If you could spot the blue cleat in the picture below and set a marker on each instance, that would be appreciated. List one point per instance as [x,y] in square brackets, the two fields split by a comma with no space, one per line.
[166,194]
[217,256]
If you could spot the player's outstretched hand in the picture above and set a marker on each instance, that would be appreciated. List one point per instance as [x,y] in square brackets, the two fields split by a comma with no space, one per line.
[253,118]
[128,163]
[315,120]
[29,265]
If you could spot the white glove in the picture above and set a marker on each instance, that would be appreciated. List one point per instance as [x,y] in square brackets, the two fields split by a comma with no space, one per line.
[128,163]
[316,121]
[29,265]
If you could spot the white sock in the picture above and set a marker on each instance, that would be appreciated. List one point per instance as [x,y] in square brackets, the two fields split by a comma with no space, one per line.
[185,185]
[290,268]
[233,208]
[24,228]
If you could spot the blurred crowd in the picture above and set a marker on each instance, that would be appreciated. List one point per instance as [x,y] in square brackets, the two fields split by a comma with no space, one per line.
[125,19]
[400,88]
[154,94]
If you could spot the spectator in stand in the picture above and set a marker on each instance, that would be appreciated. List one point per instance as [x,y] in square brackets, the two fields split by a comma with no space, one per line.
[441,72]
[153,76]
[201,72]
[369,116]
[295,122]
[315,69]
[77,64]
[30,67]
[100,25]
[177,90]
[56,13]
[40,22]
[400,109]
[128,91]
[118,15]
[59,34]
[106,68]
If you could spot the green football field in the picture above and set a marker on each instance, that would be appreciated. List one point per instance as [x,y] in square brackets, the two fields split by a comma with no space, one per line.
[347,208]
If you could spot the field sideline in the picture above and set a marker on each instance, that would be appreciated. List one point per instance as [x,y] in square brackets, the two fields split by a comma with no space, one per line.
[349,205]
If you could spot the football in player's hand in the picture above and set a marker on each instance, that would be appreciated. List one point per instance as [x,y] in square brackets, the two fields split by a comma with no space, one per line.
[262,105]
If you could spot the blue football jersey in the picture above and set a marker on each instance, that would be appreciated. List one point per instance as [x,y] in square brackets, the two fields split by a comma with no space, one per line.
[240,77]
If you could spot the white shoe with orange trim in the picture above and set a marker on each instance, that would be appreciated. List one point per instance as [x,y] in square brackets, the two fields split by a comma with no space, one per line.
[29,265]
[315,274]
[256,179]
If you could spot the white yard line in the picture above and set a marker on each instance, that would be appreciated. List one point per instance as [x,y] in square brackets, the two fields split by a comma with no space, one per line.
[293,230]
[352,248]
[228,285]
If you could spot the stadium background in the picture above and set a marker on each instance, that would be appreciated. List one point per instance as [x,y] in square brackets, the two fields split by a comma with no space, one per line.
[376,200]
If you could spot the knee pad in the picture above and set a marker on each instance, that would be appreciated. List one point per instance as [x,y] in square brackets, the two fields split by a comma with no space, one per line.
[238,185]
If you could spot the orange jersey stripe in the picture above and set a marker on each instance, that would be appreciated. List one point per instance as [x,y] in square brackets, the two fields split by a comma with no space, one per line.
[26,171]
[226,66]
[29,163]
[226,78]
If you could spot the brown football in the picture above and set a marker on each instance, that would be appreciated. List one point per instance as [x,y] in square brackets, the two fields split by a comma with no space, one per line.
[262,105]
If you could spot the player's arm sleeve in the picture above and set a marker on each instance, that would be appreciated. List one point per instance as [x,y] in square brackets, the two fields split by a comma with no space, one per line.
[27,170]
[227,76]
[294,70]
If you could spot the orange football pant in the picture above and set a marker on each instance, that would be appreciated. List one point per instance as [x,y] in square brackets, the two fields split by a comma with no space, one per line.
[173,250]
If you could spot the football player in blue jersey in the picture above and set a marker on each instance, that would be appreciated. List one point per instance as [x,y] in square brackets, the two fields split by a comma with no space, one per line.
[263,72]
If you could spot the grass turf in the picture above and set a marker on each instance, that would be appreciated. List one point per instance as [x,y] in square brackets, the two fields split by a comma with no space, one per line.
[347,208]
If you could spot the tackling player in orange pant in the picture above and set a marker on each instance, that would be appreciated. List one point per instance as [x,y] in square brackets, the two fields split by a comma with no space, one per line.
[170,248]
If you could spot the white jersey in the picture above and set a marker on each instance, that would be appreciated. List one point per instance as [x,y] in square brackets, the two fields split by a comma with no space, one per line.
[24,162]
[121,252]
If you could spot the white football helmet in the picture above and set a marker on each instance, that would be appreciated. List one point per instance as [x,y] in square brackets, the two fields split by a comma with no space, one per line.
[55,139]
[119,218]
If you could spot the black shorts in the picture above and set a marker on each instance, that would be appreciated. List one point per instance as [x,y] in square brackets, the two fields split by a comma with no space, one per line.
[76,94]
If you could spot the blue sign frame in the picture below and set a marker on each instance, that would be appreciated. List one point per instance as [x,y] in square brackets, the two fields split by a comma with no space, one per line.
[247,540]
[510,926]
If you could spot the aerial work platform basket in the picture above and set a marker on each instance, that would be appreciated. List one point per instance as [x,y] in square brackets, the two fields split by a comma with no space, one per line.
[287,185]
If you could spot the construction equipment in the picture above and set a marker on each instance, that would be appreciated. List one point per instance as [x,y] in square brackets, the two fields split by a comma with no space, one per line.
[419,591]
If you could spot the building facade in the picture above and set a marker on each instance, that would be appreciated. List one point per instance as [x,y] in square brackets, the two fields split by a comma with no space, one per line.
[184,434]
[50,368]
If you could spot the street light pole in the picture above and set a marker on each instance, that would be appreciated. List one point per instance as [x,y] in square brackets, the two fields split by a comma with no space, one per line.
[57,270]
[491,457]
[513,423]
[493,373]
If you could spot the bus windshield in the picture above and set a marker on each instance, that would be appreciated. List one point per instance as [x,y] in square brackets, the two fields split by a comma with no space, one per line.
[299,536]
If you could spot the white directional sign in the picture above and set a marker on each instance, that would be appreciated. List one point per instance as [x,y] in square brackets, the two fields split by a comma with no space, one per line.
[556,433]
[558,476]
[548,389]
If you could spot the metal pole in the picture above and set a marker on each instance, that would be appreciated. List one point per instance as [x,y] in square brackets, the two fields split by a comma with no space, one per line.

·····

[Work to be completed] Please rescale the stretch from the line containing "If you could spot the white directional" through the end of the data, both ends included. Write out every line of that stretch again, with the wording left unchanged and each coordinate in the answers multiplied by 2.45 and rounded to the nearest whole number, halves rounding up.

[Exercise result]
If you could spot the white directional sign in the picture above and set a marker on each instance, that would be appreciated. List one point per instance as [x,y] in square brackets, the two fields split by a comma with no space, one per line.
[1362,1061]
[1367,1166]
[1343,953]
If you could spot the metal pole in the picture above and set a marker on each instance, that would be appreciated. List one point per instance as [x,y] in square brackets, the two fields split by a comma with no space, one per line.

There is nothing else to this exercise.